▶ _WHAT YOU ARE ASKED TO DO_: Copy out word for word the part of the listing that opens with the line containing "Expected: one point per instance of the bare" and runs through the end of the listing.

▶ _SUPPLIED RECORDS_:

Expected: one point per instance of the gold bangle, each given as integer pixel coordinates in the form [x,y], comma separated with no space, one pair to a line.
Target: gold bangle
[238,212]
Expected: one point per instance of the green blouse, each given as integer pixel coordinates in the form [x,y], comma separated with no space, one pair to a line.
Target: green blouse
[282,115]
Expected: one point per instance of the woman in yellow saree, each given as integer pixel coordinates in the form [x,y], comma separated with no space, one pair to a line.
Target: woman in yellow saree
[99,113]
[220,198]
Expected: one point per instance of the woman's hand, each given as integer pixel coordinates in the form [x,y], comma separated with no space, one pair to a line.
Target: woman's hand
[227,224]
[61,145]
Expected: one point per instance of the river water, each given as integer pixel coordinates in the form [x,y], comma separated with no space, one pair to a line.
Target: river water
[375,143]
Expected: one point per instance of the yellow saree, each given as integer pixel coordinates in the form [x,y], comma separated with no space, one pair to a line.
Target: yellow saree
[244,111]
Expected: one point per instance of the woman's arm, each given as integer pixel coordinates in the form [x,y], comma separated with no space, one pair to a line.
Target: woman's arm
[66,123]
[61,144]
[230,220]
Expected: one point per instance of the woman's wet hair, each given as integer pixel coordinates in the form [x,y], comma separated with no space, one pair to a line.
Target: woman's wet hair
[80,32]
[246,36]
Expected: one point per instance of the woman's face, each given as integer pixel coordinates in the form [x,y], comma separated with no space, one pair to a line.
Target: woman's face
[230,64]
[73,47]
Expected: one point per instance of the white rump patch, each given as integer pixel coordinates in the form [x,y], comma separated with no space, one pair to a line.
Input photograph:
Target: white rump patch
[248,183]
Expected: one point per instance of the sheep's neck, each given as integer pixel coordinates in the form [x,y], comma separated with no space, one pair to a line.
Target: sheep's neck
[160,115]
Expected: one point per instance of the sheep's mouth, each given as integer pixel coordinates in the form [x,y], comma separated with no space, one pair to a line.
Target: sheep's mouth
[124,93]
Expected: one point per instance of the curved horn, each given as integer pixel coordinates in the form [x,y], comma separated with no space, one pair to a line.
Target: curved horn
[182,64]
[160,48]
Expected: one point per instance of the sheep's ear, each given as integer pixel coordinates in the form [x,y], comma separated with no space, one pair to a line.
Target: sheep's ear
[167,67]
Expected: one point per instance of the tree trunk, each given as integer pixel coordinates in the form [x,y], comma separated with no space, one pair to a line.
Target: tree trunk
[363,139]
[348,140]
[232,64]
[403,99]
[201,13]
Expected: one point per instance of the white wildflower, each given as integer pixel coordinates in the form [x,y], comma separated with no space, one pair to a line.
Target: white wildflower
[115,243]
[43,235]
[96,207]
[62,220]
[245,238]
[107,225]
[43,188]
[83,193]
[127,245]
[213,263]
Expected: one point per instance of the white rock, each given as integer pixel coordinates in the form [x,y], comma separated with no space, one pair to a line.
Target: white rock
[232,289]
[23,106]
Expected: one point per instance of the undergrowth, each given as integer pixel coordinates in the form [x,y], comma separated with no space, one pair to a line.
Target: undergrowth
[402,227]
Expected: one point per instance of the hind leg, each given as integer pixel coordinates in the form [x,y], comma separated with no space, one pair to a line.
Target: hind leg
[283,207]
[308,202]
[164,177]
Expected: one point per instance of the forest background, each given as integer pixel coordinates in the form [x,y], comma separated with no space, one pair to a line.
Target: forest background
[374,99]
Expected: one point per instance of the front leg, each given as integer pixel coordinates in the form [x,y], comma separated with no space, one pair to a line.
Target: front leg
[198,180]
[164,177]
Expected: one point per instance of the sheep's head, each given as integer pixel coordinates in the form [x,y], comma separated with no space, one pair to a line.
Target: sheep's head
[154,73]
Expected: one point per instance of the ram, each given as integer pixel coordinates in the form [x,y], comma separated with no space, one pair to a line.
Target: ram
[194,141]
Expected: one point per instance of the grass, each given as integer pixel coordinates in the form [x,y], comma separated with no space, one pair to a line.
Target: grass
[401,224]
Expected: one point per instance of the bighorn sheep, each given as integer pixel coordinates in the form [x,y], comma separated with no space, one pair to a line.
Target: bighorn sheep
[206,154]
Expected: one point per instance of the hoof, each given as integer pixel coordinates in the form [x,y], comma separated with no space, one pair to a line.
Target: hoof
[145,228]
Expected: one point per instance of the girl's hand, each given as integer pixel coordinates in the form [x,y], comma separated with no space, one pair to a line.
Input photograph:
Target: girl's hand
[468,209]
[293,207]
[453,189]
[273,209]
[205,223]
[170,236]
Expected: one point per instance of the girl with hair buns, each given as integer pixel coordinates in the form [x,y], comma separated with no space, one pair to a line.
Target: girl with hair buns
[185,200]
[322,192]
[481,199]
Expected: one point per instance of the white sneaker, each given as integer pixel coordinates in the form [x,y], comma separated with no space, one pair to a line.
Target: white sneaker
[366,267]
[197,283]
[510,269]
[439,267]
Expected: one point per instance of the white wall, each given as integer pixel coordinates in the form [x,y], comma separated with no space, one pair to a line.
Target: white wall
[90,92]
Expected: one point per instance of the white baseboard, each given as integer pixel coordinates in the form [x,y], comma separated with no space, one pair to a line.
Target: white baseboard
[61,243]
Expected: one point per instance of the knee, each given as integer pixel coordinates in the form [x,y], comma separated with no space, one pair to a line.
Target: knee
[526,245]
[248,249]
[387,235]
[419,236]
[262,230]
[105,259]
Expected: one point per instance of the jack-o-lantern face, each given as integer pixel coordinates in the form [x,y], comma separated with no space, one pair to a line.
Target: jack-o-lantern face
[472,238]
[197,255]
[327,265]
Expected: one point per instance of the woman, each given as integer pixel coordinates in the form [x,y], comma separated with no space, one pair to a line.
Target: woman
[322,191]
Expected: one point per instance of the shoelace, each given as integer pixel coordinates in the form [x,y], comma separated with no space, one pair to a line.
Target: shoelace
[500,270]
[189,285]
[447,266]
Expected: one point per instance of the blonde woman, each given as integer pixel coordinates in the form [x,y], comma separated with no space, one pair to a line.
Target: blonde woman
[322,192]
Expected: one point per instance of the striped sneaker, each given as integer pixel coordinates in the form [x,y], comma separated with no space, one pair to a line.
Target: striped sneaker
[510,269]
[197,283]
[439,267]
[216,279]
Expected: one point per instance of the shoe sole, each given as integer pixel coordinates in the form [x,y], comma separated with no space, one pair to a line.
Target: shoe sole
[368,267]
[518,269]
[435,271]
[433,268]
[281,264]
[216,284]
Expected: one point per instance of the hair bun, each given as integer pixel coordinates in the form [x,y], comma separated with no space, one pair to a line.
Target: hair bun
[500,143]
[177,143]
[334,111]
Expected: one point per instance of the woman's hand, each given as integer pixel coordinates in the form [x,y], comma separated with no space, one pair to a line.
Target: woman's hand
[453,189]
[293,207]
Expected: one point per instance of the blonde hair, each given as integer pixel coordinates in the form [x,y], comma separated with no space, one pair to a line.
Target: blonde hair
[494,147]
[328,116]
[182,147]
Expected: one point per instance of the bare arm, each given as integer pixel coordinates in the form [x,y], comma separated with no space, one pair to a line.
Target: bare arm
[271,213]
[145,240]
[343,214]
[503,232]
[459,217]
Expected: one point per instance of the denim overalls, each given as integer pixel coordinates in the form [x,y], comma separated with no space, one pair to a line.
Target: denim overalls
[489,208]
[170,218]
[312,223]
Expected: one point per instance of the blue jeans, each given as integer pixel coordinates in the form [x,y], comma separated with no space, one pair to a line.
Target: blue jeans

▶ _TASK ANSWER_:
Expected: one point per instance of the bare arm, each given as integer pixel coordinates in the form [x,y], comma separated with no space, one pair to a line.
Target: bare arm
[271,213]
[145,240]
[343,214]
[503,232]
[459,217]
Expected: one point per instance of the denim overalls, each given as integer pixel coordinates in the form [x,y], comma separated with no space, one pair to a line.
Target: denim overalls
[489,208]
[170,218]
[312,223]
Expected: one point per instance of the blue jeans, each given as integer pixel coordinates in the form [x,y], comma separated with no space, one pair to a line.
Target: blue jeans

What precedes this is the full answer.